WHAT IS NEEDED: Give the data again exactly as it appears.
─── DATA EXTRACTS
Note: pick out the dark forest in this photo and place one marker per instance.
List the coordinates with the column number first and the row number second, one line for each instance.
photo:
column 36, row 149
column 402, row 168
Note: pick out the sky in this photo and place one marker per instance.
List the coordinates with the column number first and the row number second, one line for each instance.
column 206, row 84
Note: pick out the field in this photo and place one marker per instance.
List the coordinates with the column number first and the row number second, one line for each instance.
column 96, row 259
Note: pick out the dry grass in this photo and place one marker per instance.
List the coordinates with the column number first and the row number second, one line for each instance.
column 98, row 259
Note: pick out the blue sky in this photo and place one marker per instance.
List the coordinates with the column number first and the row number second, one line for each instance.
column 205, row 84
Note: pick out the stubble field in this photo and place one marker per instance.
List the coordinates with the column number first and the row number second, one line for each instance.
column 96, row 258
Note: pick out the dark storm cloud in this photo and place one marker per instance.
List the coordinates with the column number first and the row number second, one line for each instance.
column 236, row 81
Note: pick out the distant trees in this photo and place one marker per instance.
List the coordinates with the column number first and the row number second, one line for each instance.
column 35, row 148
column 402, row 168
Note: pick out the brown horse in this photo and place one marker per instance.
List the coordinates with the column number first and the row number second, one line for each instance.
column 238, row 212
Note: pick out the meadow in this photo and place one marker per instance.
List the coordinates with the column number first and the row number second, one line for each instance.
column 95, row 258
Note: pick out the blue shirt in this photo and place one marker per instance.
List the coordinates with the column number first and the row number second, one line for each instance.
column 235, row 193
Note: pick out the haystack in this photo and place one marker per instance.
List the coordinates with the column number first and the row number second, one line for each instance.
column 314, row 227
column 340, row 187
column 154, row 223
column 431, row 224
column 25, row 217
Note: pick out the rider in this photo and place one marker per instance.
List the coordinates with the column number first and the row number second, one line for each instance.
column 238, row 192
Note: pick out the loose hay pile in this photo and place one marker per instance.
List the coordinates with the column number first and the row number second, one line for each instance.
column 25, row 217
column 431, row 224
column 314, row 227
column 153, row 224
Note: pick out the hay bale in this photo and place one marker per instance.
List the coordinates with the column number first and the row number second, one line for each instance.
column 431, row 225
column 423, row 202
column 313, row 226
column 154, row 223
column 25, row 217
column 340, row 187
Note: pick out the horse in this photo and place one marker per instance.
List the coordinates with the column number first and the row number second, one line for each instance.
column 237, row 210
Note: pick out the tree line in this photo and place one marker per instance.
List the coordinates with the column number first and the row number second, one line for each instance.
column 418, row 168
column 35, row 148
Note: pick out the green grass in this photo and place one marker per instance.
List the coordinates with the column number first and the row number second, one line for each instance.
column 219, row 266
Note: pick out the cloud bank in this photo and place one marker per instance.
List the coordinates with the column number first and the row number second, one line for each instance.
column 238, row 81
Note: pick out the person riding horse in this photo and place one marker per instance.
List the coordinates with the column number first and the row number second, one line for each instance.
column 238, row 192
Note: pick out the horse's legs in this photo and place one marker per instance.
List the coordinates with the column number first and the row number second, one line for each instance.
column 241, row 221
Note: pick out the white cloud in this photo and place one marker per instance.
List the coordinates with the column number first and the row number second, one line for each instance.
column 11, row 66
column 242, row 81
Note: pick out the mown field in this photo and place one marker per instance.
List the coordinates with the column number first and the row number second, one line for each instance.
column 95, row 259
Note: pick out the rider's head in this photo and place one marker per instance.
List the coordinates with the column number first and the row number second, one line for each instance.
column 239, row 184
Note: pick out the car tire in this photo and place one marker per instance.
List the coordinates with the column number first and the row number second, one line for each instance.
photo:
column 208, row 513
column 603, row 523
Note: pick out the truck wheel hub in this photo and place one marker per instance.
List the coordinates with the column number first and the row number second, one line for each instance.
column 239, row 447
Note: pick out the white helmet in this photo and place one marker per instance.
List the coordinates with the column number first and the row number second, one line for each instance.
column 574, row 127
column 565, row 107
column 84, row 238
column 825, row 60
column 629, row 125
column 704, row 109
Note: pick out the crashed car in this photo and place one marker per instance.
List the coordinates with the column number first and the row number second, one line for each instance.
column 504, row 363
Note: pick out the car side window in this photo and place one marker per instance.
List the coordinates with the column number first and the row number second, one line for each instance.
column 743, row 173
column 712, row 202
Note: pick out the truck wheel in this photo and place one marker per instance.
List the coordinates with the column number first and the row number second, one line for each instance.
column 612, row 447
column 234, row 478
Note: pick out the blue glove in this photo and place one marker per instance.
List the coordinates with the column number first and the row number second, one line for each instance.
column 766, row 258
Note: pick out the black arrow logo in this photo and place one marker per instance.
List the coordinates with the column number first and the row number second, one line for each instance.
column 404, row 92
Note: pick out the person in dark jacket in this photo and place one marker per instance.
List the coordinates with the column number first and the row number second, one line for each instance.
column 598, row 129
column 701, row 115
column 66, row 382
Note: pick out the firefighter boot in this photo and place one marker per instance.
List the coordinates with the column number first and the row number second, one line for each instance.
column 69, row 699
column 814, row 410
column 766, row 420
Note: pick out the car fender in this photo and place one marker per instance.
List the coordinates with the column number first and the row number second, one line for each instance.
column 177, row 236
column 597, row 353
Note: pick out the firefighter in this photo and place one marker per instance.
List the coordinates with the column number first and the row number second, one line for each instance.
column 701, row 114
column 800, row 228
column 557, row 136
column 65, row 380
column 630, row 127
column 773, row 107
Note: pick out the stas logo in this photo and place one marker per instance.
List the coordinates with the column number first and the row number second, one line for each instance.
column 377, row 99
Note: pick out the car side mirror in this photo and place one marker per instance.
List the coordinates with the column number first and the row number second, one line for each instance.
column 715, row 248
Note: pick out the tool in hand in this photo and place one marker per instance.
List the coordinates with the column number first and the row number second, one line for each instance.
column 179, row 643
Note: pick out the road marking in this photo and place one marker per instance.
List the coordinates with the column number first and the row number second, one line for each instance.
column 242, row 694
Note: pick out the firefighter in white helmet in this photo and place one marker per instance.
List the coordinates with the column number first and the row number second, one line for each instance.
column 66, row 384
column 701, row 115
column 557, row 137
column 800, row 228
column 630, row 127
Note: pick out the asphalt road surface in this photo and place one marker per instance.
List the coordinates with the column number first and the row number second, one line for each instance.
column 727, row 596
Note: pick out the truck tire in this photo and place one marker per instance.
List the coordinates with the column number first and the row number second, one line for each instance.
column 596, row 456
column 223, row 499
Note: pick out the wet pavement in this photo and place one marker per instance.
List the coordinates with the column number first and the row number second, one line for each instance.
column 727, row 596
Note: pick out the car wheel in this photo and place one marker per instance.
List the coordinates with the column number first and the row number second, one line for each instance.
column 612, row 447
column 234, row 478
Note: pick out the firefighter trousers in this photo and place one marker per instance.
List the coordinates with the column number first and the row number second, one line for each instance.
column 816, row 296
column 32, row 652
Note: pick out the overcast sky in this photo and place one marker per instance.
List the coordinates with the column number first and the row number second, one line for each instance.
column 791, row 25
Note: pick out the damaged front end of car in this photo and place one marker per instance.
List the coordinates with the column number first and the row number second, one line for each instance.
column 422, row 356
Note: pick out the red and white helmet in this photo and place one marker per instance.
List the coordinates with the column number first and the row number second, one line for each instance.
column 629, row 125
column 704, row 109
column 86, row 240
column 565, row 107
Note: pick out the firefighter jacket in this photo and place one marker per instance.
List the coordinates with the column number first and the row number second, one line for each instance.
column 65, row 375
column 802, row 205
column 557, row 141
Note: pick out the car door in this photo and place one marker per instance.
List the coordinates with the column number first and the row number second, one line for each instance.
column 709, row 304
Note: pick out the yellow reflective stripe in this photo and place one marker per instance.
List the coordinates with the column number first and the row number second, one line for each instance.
──────
WORKED SOLUTION:
Note: pick out the dark forest in this photo and place one marker per instance.
List the coordinates with the column number first and the row number second, one line for each instance.
photo:
column 36, row 149
column 402, row 168
Note: pick out the sky in this photo and place one marker per instance.
List the coordinates with the column number first and the row number second, one line for each instance.
column 206, row 84
Note: pick out the field in this photo and place one marker per instance.
List the coordinates with the column number first and the row number second, one line for each instance.
column 96, row 259
Note: pick out the dry grass in this photo and place one marker per instance.
List the coordinates with the column number first and the row number second, one line for each instance.
column 98, row 259
Note: pick out the blue sky in this photo and place one marker per instance.
List the coordinates with the column number first and the row number second, one line for each instance.
column 205, row 84
Note: pick out the stubble field in this photo and place one marker per instance.
List the coordinates with the column number first and the row number second, one line for each instance.
column 96, row 258
Note: pick out the dark storm cloud in this photo and place one marker per instance.
List the coordinates with the column number first and the row number second, one line for each instance.
column 236, row 81
Note: pick out the distant trees in this photo and place one marker per instance.
List the coordinates with the column number first and the row number second, one line for each instance.
column 35, row 148
column 402, row 168
Note: pick out the brown horse in this photo and place one marker per instance.
List the coordinates with the column number first and the row number second, one line for each instance.
column 238, row 212
Note: pick out the meadow in this photo and place one marker per instance.
List the coordinates with the column number first and the row number second, one line for each instance.
column 95, row 258
Note: pick out the blue shirt in this photo and place one marker per instance.
List the coordinates with the column number first and the row number second, one line for each instance.
column 235, row 193
Note: pick out the haystack in this photo and place one marker per instance.
List the coordinates with the column number first and the row number second, one line for each instance.
column 314, row 227
column 340, row 187
column 154, row 223
column 431, row 224
column 25, row 217
Note: pick out the rider in this photo and place one marker per instance.
List the coordinates with the column number first and the row number second, one line for each instance.
column 238, row 192
Note: pick out the loose hay pile in this photo and place one marker per instance.
List the coordinates with the column number first and the row number second, one line for each instance.
column 25, row 217
column 431, row 224
column 314, row 227
column 153, row 224
Note: pick out the hay bale in this photo and place one marker per instance.
List the coordinates with the column number first and the row number second, one line for each instance.
column 431, row 225
column 423, row 202
column 313, row 226
column 154, row 223
column 25, row 217
column 340, row 187
Note: pick out the horse in this photo and place one marker per instance.
List the coordinates with the column number first and the row number second, one line for each instance.
column 237, row 210
Note: pick out the tree line in this photo and place one marker per instance.
List the coordinates with the column number first and the row number second, one line for each instance.
column 418, row 168
column 35, row 148
Note: pick out the green grass in this photo and place one marker per instance.
List the coordinates with the column number first and the row number second, one line for each instance.
column 219, row 266
Note: pick out the cloud bank in this photo and place one marker per instance.
List the coordinates with the column number first and the row number second, one line for each instance.
column 238, row 81
Note: pick out the person riding horse in this photo and place one marker per instance.
List the coordinates with the column number first and the row number second, one line for each instance.
column 238, row 192
Note: pick out the horse's legs in this photo and place one marker per instance.
List the coordinates with the column number first and the row number second, one line for each instance.
column 241, row 221
Note: pick out the white cloud in this photo and place one marker per instance.
List the coordinates with the column number first and the row number second, one line for each instance.
column 11, row 66
column 242, row 81
Note: pick out the mown field in this photo and place one marker per instance.
List the coordinates with the column number first and the row number second, one line for each instance.
column 95, row 259
Note: pick out the rider's head in this photo and place one marker per instance.
List the coordinates with the column number first and the row number second, one line for each instance.
column 239, row 184
Note: pick out the car tire in this photo and place one marker per instance.
List the coordinates with the column number first and the row number second, one line for each instance.
photo:
column 208, row 513
column 603, row 523
Note: pick out the truck wheel hub in this photo and place one marker per instance.
List the coordinates with the column number first and the row number second, one line for each instance.
column 239, row 447
Note: pick out the white helmet in this photo and place one marker per instance.
List the coordinates with the column number first and the row number second, one line for each instance.
column 574, row 127
column 565, row 107
column 84, row 238
column 825, row 60
column 629, row 125
column 704, row 109
Note: pick out the crashed car in this photo and place one marker per instance.
List the coordinates with the column number first and the row number second, one line for each instance.
column 504, row 363
Note: pick out the car side window in this photo and place one marker per instance.
List the coordinates with the column number first and the row number second, one line for each instance.
column 743, row 173
column 712, row 202
Note: pick out the truck wheel in this photo and place one marker per instance.
List the coordinates with the column number first and the row number second, one line for each instance.
column 612, row 447
column 234, row 478
Note: pick out the blue glove in this photo and place one marker per instance.
List the coordinates with the column number first and the row number second, one line for each instance.
column 766, row 258
Note: pick out the black arrow logo in this photo and place one marker per instance.
List the coordinates with the column number first and the row number second, one line for each instance.
column 404, row 92
Note: pick out the person in dark jacket in this photo and place one marker per instance.
List the coordinates with the column number first and the row number second, one line for each instance.
column 598, row 129
column 701, row 115
column 66, row 382
Note: pick out the firefighter boot in this photo and place one marker per instance.
List the coordinates with the column number first and the row number second, one line for each instance.
column 69, row 699
column 814, row 410
column 766, row 420
Note: pick out the car fender in this photo and place one marker per instance.
List the coordinates with the column number first and the row number second, one line for each instance.
column 177, row 236
column 597, row 353
Note: pick out the firefighter in this photo and place one marker per instance.
List the coordinates with the column number first and the row number second, one line for each instance.
column 701, row 114
column 800, row 228
column 557, row 136
column 65, row 380
column 630, row 127
column 773, row 107
Note: pick out the stas logo in this photo and place one marker per instance.
List the coordinates with the column number first and the row number second, one line for each instance.
column 377, row 99
Note: pick out the car side mirror in this photo and place one marker per instance.
List the coordinates with the column number first and the row number second, one line for each instance.
column 715, row 248
Note: pick out the tool in hand in this photo and place one marker per instance.
List the coordinates with the column number first and the row number second, one line for each instance.
column 179, row 643
Note: pick out the road marking in this photo and place one marker per instance.
List the coordinates with the column number first and the row number second, one line for each instance.
column 242, row 694
Note: pick out the firefighter in white helmet in this photo and place one marker per instance.
List the coordinates with the column number first and the row number second, one line for each instance.
column 66, row 384
column 701, row 115
column 557, row 137
column 800, row 228
column 630, row 127
Note: pick out the asphalt road surface in this photo and place one marker per instance.
List the coordinates with the column number first and the row number second, one line for each instance.
column 727, row 596
Note: pick out the truck tire in this photo and place one marker per instance.
List the coordinates with the column number first and the row number second, one line for each instance.
column 596, row 456
column 223, row 499
Note: pick out the wet pavement in this photo and place one marker per instance.
List the coordinates with the column number first and the row number second, one line for each instance.
column 727, row 596
Note: pick out the car wheel in this photo and place one marker per instance.
List the coordinates with the column number first and the row number second, one line for each instance.
column 612, row 447
column 234, row 478
Note: pick out the firefighter trousers in this photo and place one marker per instance.
List the coordinates with the column number first and the row number second, one line for each instance.
column 816, row 296
column 32, row 652
Note: pick out the overcast sky in this photo and place one marker per instance.
List the coordinates with the column number first and the row number second, one line for each instance.
column 791, row 25
Note: pick out the damaged front end of car in this photo and place one marker per instance.
List the coordinates with the column number first and the row number second, one line for each instance.
column 422, row 356
Note: pick out the red and white helmet in this photo and place one marker per instance.
List the coordinates with the column number first and the row number second, one line for each instance.
column 629, row 125
column 704, row 109
column 86, row 240
column 565, row 107
Note: pick out the firefighter jacket in this photo and place one marker per instance.
List the coordinates with the column number first and the row number second, one line for each instance.
column 65, row 375
column 802, row 205
column 557, row 141
Note: pick out the car door in this photo and place one marker per instance.
List the coordinates with the column number first and the row number second, one line for each instance.
column 709, row 304
Note: pick out the yellow reflective stripe in this photo and place one marker per instance.
List the coordinates with the column number first and the row number second, one line for each instance.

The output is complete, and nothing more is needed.